- **MATERIAL PROVIDED**:
==================================================

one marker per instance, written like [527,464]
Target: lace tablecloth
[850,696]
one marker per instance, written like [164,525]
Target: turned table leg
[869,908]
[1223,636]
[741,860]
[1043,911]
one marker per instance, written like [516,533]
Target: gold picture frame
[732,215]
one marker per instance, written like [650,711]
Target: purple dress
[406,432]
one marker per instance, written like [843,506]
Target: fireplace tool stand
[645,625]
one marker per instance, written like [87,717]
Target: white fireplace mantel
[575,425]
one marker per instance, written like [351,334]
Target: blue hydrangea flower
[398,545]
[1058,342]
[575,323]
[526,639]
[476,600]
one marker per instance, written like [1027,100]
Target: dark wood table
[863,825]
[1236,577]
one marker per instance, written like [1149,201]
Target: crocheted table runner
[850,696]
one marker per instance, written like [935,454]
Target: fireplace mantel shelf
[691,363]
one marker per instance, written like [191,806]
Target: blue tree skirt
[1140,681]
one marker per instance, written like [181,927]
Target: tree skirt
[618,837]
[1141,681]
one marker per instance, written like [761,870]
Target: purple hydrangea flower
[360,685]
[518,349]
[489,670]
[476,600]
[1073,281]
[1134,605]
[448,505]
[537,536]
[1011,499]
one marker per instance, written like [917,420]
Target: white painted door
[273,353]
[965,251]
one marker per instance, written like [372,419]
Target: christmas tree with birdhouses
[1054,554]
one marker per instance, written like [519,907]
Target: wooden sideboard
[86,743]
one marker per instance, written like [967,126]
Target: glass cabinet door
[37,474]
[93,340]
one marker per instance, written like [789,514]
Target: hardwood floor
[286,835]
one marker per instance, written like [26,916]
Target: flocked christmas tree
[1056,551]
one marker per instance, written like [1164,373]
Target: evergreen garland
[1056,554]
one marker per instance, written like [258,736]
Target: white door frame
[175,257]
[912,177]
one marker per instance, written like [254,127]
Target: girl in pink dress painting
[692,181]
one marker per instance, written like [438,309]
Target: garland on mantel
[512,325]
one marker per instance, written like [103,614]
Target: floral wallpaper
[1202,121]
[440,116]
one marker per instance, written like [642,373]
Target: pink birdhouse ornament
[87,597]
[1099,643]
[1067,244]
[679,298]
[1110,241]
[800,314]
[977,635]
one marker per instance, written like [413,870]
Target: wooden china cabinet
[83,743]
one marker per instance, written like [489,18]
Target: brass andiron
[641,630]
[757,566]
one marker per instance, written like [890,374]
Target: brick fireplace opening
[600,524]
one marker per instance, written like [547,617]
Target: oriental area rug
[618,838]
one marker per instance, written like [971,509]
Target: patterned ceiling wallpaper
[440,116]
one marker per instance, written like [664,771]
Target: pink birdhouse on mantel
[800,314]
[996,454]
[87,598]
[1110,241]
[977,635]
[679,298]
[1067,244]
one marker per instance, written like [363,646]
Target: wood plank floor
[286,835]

==================================================

Convert the records starting at the line containing "one marker per instance, written like [642,373]" and ending at the end of the records into a two-column CSV with the headers prompt_text and marked_points. Each record gets one row, with its text and its answer each in a single quoted field and line breaks replaced by spaces.

prompt_text,marked_points
"one marker per instance, written like [642,373] Target: pink birdhouse ornament","[87,597] [1099,643] [1067,244] [679,298] [1110,241] [800,314] [977,635]"
"one marker per instance, written like [413,870] Target: wooden china cabinet","[83,743]"
"one marker per instance, written like [489,18] Target: brass andiron","[641,630] [757,566]"
"one marker per instance, written like [890,374] Target: brick fireplace opening","[600,524]"
"one marker per instance, written like [547,617] Target: oriental area rug","[618,838]"
"one marker per instance, written like [971,509] Target: patterned ceiling wallpaper","[440,116]"
"one marker per instance, written like [664,771] Target: pink birdhouse on mantel","[800,314] [996,454] [87,598] [1110,241] [977,635] [679,298] [1067,244]"
"one marker per instance, written like [363,646] Target: wood plank floor","[286,835]"